─── Record list

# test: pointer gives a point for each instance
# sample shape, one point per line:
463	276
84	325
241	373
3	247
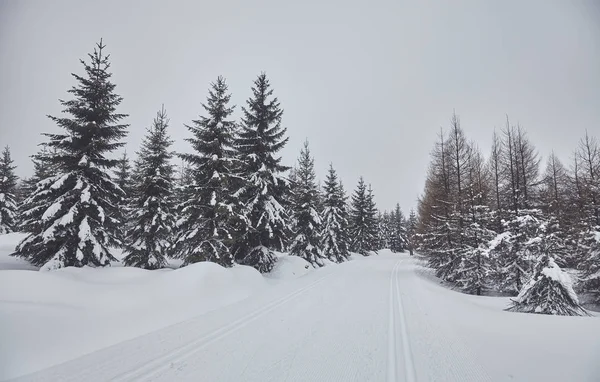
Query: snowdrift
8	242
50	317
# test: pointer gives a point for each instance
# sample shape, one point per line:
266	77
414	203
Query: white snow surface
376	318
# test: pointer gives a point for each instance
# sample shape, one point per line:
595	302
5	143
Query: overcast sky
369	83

──────
─── Record list

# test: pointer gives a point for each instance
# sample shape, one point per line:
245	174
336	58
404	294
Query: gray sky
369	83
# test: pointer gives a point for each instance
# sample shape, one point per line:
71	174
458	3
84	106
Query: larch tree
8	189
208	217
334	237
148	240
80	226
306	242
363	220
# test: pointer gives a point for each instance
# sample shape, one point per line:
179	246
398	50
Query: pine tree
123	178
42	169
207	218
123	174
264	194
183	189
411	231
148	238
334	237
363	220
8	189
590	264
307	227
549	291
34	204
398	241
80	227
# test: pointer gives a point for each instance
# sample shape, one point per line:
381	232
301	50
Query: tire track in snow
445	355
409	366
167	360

──────
─── Record list

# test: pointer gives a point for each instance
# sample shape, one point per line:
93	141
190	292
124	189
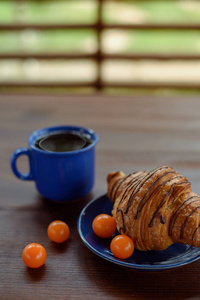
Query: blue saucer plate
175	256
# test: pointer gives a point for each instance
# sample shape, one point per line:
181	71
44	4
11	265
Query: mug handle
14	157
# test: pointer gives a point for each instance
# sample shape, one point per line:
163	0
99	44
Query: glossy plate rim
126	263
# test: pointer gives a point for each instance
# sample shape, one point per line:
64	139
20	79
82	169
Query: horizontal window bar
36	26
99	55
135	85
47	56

──────

> **Your goal**
Select every line in the rows above that contains the word "plate", matching case exactly, and copy each one out.

> **Written reply**
Query: blue saucer plate
Query: glossy plate rim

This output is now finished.